--- Start of SOURCE DOCUMENT ---

What Does Motorsport Mean to You?

What Does Motorsport Mean to You.jpg

MarcG wants to know how you feel about motorsport, and what it means to you!


It's a rainy, drab & windy early March outside but the weather is the least of my concerns as I sit back to watch the start of the Virgin Australia (V8) Supercars Series, my most favourite real life series by a country mile. The days before a new season starts is always one filled with excitement at what will happen, the thoughts drift to looking at the race calendar and realising there's hours upon hours of motorsport to watch...and that's just one series of a few I shall be following this year for the umpteenth year on the trot.

Go back a couple of weeks, there I was at work chatting to colleagues about things we'd give up in life if we had to, things like hobbies of which I have many and whether I could live with just one of them. Now I'm a huge Football fan, my team Brighton are struggling in the Premier League and I couldn't be more thankful for that (sounds odd but those that know Football well...they "know" what I mean!), I'm also an avid Astronomer & Astrophotographer which is something I take great pleasure from, I also grow my own Chillies during the Summer months and throw the yield into any dish I make, I enjoy general photography, walks along the Sussex coast, sunsets, travel...the list goes on.

So to "give up" even one of these hobbies would be disastrous let alone them all just to save one, I love them all in their own unique way, I get great pleasure from them all...how could I possibly chose? Well chose I did, it wasn't a quick decision, something akin to being asked "which is your favourite child?" (it's always the boy just don't tell the wife!), it's something I debated with myself for hours and even into days during that working week and eventually I came to a conclusion:

  • Football; I love it, it's such an emotional rollercoaster that you can be as high as a kite when you get promoted to the Premier League, to the absolute lowest of lows at half-time when you could see your club extinguished from all existence (Hereford away 1997). We've come a bloody long way, with many highs & lows since 1997, I've followed the team the length & breadth of the country, spent thousands of pounds on match & season tickets not to mention rail cards, beer & food. I honestly don't know what I'd do without Football, but the reason to bin her off my list was just that of the highs & lows, there is no level playing field, you're either up there on cloud 9 or down there in absolute Hell, it's that roller coaster of emotions that I sometimes think I'm better off without more so for my health's sake, my heart could do with a rest.

  • Astronomy; Again I love it, looking at the Stars, Planets and Nebulae in our Solar System is just mind boggling to me, the physics of it all, the magic & wonder and the billions of questions left answered. The space missions that have happened in my lifetime, the space missions still to happen in my lifetime (man on Mars please!). I just find it all so brilliant, but then the traditional British weather plays havoc with planned sessions, clouds roll in and obscure the targets, the best viewing nights are in winter meaning I'm layered up and freezing my nads off at 2am on a Sunday morning before work four hours later. Like Football, it can be so rewarding and yet so frustrating at the same time and not to mention incredibly costly, again something I could possibly live without.

--- End of SOURCE DOCUMENT ---
--- Start of DATA SECTION ---

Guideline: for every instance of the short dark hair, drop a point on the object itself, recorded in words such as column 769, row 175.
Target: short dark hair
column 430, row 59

--- End of DATA SECTION ---

DIRECTIONS:
• 1. Decide whether each statement agrees with the motorsport post, answering yes or no and quoting the words of the post that settle it: (a) the writer's favorite real-life series is the Virgin Australia (V8) Supercars Series; (b) the writer's football team, Brighton, is doing well in the Premier League; (c) the best nights for astronomy viewing come in summer.
• 2. Resume the post about motorsport, picking up right after its final sentence.
The data has no connection to the post about motorsport.

OUTPUTS BY TASK:
• 1.
(a) Yes: "my most favourite real life series by a country mile."
(b) No: "my team Brighton are struggling in the Premier League."
(c) No: "the best viewing nights are in winter."

• 2.
  • Other Hobbies; I won't mention them all here but in each of their own ways I found a way I could live without them, so that brought me to the final one...

  • Motorsports; I've always been into car racing since an early age, my Father used to take me to Arlington Raceway just outside Eastbourne most Wednesday evenings for some Stock Car & Banger Racing, we'd often go to Brands Hatch for the BTCC and Trucks. Then as I got older I made the trip to the Daytona 500, Australia (twice) to see the V8s including the Bathurst 1000, I worked in Pit Lane at Spa-Francorchamps whilst my mate raced his MkI Cortina, I've been lucky to see a lot of real life racing and even on those wet racing days I always came away with a smile on my face, even on the days the racing wasn't great there was always something to smile about. Turning up to the tracks, smelling the petrol fumes, breathing in the burnt rubber, just being there is something that fills me with great joy.
Then take the other side of Motorsports in my life the obvious Sim Racing, which for me started in the 1990s before a slight hiatus in the late 90s & early 2000s before I returned in 2005 and never looked back. Racing online is fabulous, racing against AI at times is just as good, so the overriding sense of "I enjoyed that" after every race session even if I get taken out on the final lap by an angry German online which causes me to lose the race. The fact it's a nice plateau of emotions for me, it's always at the very least good whether I'm partaking or watching and quite often it's amazing, I think the only low points are the real life deaths of drivers that have been a part of my real life enjoyment, but then I'm always thankful to them for their time in providing me with the entertainment to watch and remember them forever more. Thankfully those sad times are very rare these days, so the emotion chart is always high on the scale, I'm always looking forward to the next real life event whether it's watching in the flesh or watching on TV, any time I strap on the Oculus whether it's testing something or just simply racing I just know it's gonna be good...simply bloody good.

Motorsport, it's just something I could not live without. :)


For more news and discussion about the 2019 DTM season, as well as motorsport in general, check out the RaceDepartment Motorsport Sub Forum and involve yourself in the discussion today!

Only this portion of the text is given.